Document segment:

The manager reported the conversation to the company CEO, who was particularly disturbed by the disclosure of the new executive’s salary, which was confidential.  There was an investigation into how the computer engineer knew the executive’s salary.  It was found that a project he was working on allowed him to view confidential information.  The CEO then met with the computer engineer and asked how he obtained the confidential information.  The computer engineer did not give a straight answer.  He first said he found it on the Internet and denied that he had gone into the HR data base.  He next said the executive’s salary was water cooler scuttlebutt, and then claimed he had heard it from two employees.

Shocked at hearing this explanation, the CEO spoke with one of these long-time employees, who denied providing any confidential information.  The CEO concluded that the computer engineer had breached the company’s confidentiality policy, had lied to him, and was not trustworthy.  As the business required maintaining confidentiality of customer data, the CEO fired the computer engineer for lying and disclosing confidential information.

The fired employee fought his discharge at the National Labor Relations Board (NLRB).  After a hearing, an administrative law judge (ALJ), concluded that the computer engineer’s lunch comments were protected, that the Company’s confidentiality policy was overly broad and unlawful, and that the firing was unlawful. The NLRB upheld that decision ordering reinstatement and back pay.  An appeal followed.

The Court noted that the computer engineer had not discussed the work situation with others before the lunch nor did he seek support from others afterwards.  The Court held, however that prior action, being selected as a spokesperson, or having plans to pursue the issue with others afterwards is not required for protected activity.  What does matter is whether the conduct was taken with the intent to induce or effect group action in furtherance of group interests.  As the computer engineer’s complaints related to work, they were protected as two co-workers had agreed with his views.

Exercises:
- a) Say whether each statement agrees with the account of the computer engineer's firing, answering yes or no and quoting the words that decide it: (i) The CEO spoke with both employees the computer engineer named as his source. (ii) The NLRB ordered reinstatement and back pay. (iii) The computer engineer sought support from others after the lunch.
- b) Quote the account of the computer engineer's firing from "The manager reported" to "from two employees.".
The rows are not needed for this work.

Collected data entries
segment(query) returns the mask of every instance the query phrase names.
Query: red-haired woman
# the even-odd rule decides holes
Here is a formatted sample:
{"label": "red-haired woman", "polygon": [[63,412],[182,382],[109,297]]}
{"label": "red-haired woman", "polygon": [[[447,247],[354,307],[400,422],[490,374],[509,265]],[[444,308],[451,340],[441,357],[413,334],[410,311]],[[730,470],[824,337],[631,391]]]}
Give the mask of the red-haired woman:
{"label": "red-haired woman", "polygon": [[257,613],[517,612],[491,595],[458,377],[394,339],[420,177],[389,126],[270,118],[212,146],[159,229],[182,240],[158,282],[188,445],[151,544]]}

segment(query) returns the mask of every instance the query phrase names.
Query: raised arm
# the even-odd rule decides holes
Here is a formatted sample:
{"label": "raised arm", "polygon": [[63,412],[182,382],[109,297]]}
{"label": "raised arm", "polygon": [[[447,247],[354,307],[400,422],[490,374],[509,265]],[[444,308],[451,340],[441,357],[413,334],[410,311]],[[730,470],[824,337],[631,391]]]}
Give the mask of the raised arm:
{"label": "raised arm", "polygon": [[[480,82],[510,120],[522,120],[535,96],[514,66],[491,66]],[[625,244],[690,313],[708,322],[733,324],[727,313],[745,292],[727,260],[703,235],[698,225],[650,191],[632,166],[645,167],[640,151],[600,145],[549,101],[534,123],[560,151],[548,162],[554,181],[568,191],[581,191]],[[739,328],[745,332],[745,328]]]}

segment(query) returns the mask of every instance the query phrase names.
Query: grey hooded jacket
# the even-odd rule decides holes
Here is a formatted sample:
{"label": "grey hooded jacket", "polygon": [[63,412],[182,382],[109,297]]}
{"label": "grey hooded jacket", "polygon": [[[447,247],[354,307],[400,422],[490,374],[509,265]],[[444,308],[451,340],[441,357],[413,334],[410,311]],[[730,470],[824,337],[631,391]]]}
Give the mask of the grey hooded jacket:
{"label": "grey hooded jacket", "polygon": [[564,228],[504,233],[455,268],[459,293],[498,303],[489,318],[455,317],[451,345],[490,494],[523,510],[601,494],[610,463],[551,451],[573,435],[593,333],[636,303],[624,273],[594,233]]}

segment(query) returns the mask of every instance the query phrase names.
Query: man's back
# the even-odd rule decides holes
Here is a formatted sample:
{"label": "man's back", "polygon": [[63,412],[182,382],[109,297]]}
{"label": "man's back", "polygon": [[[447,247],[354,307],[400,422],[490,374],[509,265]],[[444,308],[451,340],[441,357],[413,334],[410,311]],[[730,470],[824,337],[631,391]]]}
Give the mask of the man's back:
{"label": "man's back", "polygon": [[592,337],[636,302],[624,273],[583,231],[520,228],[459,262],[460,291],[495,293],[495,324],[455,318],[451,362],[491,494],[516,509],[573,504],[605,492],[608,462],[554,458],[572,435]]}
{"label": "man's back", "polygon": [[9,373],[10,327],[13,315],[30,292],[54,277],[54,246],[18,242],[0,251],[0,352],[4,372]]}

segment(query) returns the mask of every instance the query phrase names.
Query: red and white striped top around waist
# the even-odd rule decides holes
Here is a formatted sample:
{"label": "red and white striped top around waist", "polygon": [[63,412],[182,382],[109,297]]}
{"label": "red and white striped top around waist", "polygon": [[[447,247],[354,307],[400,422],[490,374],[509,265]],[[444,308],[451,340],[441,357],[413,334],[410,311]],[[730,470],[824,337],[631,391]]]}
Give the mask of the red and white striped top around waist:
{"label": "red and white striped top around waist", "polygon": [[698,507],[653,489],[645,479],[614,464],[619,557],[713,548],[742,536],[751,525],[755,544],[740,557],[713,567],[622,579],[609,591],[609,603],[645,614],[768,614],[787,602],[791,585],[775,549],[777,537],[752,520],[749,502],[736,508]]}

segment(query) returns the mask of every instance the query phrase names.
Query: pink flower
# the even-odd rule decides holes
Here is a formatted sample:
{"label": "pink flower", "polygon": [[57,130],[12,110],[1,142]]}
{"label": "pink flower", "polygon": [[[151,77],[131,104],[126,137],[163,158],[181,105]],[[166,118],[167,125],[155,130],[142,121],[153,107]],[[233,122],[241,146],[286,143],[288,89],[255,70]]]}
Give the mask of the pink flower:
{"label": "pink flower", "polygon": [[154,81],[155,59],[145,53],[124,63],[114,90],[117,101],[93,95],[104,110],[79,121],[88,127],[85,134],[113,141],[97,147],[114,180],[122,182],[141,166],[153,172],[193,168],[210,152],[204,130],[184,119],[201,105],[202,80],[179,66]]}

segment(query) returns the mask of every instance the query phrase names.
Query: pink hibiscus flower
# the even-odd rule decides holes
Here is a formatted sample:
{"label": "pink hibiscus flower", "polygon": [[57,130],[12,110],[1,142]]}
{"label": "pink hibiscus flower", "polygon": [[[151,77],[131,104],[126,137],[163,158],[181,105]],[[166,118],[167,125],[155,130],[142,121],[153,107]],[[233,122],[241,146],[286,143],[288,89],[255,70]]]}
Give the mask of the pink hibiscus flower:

Solved tasks:
- a)
(i) No: "the CEO spoke with one of these long-time employees"
(ii) Yes: "The NLRB upheld that decision ordering reinstatement and back pay."
(iii) No: "nor did he seek support from others afterwards"

- b)
The manager reported the conversation to the company CEO, who was particularly disturbed by the disclosure of the new executive’s salary, which was confidential.  There was an investigation into how the computer engineer knew the executive’s salary.  It was found that a project he was working on allowed him to view confidential information.  The CEO then met with the computer engineer and asked how he obtained the confidential information.  The computer engineer did not give a straight answer.  He first said he found it on the Internet and denied that he had gone into the HR data base.  He next said the executive’s salary was water cooler scuttlebutt, and then claimed he had heard it from two employees.